## Your objective
Copy out each line of the listing below in which the string "feet" occurs.

## Material for the task
=== Begin Enclosure ===

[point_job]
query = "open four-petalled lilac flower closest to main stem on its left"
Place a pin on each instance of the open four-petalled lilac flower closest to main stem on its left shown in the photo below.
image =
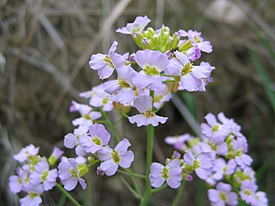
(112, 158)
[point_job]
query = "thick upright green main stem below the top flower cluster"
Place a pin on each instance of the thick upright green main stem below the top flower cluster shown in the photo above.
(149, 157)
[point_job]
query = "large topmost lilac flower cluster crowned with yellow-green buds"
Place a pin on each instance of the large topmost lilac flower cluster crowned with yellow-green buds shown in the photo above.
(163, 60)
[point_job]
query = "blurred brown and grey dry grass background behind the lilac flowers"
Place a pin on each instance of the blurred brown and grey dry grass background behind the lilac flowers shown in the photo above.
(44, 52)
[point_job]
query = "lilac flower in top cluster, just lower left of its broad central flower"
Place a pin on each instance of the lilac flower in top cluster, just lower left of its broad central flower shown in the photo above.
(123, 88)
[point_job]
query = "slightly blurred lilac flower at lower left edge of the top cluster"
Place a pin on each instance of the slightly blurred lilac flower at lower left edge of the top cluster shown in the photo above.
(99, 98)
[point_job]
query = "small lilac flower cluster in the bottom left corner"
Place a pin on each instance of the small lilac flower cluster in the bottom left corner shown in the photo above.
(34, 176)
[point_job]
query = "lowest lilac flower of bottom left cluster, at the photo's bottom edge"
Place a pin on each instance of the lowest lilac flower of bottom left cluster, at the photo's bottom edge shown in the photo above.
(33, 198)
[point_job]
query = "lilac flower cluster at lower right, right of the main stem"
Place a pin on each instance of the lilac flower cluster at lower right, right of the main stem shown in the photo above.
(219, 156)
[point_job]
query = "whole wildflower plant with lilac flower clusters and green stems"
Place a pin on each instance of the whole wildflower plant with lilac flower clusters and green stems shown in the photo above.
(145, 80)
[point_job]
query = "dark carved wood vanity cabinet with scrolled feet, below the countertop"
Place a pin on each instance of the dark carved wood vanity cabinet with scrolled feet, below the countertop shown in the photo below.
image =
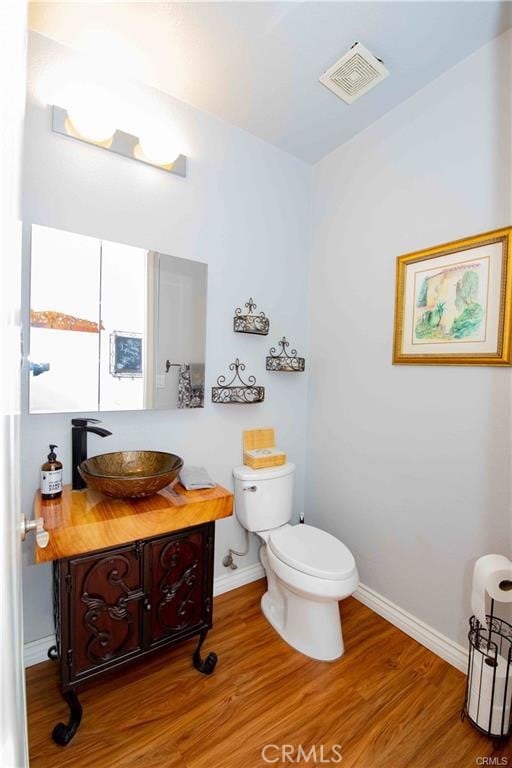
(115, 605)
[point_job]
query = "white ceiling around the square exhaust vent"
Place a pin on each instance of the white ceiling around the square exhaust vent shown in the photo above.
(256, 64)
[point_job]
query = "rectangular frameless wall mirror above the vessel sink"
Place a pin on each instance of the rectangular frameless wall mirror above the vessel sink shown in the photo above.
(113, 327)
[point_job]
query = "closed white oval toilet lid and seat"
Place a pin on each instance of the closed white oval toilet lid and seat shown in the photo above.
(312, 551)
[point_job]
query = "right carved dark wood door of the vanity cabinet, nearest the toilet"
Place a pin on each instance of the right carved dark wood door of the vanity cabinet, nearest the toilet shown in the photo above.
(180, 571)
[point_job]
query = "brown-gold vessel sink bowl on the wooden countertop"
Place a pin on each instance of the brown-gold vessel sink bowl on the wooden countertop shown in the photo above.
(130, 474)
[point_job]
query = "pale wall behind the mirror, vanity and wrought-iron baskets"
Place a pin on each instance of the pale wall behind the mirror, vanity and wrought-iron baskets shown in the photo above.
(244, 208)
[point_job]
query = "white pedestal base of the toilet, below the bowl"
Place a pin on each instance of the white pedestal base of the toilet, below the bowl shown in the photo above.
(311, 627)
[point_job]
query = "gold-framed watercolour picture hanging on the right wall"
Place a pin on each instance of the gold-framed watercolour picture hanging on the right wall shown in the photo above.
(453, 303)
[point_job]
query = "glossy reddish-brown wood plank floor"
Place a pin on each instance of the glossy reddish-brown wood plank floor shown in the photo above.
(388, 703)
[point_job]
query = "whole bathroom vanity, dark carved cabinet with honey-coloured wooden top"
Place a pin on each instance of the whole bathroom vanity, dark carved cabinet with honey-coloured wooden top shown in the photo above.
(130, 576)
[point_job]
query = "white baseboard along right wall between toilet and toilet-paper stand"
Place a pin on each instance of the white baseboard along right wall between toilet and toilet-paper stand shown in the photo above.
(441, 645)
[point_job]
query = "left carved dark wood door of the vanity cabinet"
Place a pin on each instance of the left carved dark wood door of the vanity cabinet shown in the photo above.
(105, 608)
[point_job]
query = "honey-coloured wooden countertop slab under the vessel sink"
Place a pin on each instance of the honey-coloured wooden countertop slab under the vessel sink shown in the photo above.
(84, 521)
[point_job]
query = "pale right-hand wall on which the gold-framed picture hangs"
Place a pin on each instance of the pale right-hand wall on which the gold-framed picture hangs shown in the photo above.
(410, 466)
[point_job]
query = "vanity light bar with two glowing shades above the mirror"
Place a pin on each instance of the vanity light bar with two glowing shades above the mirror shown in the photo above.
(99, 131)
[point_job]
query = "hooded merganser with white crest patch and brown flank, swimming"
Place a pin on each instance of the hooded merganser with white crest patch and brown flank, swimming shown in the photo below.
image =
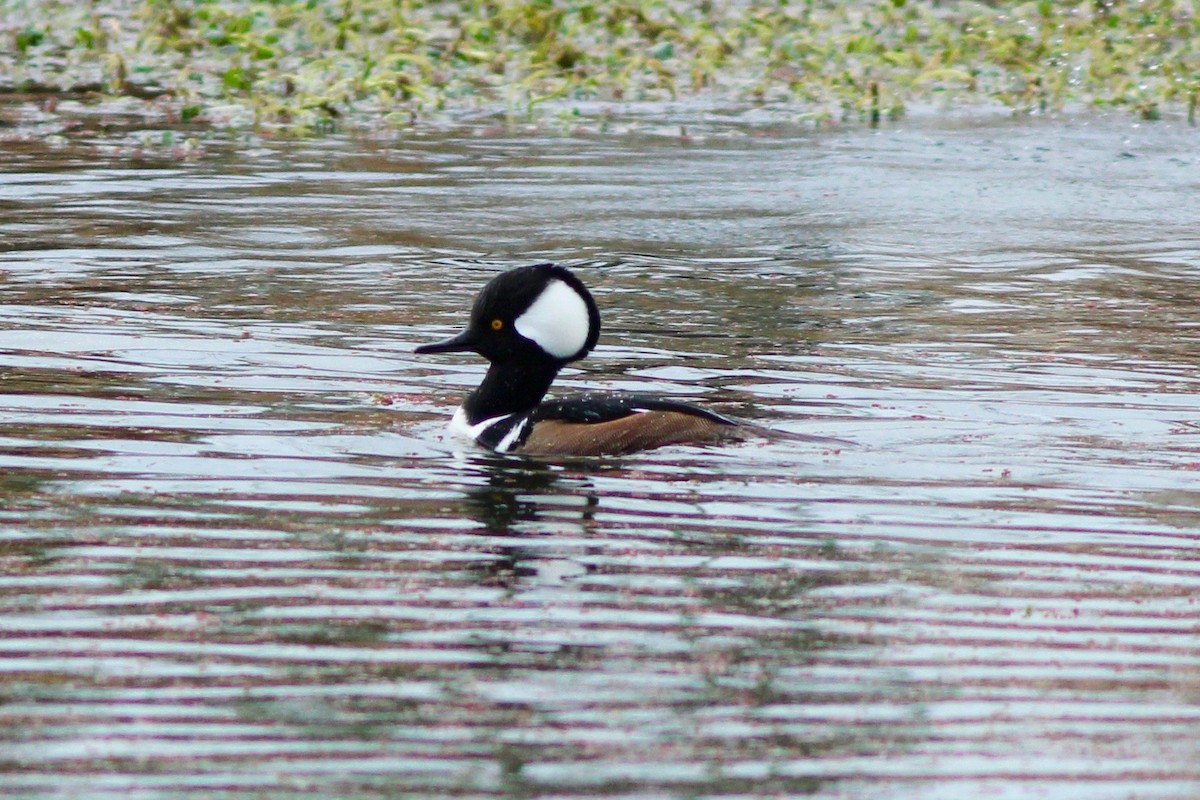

=== End Enclosure ===
=== Begin Enclosure ===

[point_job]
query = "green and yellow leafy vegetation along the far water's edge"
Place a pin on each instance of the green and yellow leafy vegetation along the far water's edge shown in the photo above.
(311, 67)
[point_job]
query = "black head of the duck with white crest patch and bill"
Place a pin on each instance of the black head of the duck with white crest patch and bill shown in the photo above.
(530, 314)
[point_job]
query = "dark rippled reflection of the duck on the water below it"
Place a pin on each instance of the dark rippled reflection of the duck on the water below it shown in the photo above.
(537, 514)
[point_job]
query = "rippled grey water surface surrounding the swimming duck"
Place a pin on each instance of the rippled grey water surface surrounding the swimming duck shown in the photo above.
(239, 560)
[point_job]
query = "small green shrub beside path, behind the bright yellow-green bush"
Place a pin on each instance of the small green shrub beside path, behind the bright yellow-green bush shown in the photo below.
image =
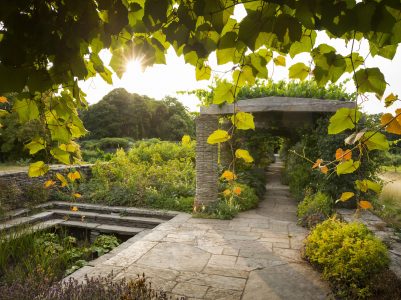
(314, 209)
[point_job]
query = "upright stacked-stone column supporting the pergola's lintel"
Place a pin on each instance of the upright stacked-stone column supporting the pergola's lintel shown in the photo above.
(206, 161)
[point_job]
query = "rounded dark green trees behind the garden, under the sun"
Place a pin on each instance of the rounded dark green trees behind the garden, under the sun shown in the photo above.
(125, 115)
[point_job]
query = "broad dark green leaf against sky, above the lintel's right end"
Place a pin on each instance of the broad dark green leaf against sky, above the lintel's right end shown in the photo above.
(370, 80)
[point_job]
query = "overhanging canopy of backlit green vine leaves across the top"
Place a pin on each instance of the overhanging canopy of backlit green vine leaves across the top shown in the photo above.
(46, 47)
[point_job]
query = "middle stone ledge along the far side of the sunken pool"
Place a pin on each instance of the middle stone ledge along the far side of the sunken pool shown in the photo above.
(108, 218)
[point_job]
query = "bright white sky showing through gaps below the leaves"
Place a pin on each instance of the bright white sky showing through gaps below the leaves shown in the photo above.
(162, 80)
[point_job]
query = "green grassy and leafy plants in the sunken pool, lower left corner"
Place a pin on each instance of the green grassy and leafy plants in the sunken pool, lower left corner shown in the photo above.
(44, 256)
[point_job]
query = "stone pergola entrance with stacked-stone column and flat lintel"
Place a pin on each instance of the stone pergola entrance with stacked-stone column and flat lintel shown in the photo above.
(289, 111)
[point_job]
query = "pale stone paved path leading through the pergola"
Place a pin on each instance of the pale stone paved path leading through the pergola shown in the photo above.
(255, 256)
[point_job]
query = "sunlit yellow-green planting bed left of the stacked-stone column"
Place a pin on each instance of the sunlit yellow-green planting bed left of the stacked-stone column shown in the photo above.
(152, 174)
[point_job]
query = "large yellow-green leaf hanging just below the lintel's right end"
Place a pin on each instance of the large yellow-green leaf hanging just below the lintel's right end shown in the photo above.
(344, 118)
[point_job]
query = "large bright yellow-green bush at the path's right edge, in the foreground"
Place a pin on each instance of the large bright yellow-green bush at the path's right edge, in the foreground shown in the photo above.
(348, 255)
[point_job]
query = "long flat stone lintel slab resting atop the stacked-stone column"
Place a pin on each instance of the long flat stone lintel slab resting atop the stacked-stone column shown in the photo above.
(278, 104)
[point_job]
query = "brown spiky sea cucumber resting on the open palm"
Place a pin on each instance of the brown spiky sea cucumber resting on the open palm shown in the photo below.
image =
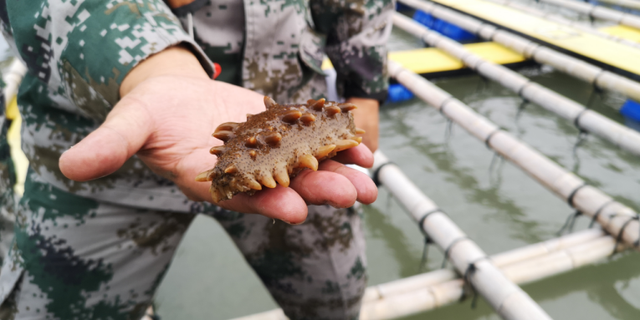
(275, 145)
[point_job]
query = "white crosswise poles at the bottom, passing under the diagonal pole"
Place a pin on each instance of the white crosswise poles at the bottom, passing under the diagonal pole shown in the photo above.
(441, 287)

=== End Enclosure ===

## Solution below
query = "dark carved wood vanity cabinet with scrolled feet, below the countertop"
Place a pin on each instance of the dark carved wood vanity cabinet with scrolled feet, below the countertop shown in the photo below.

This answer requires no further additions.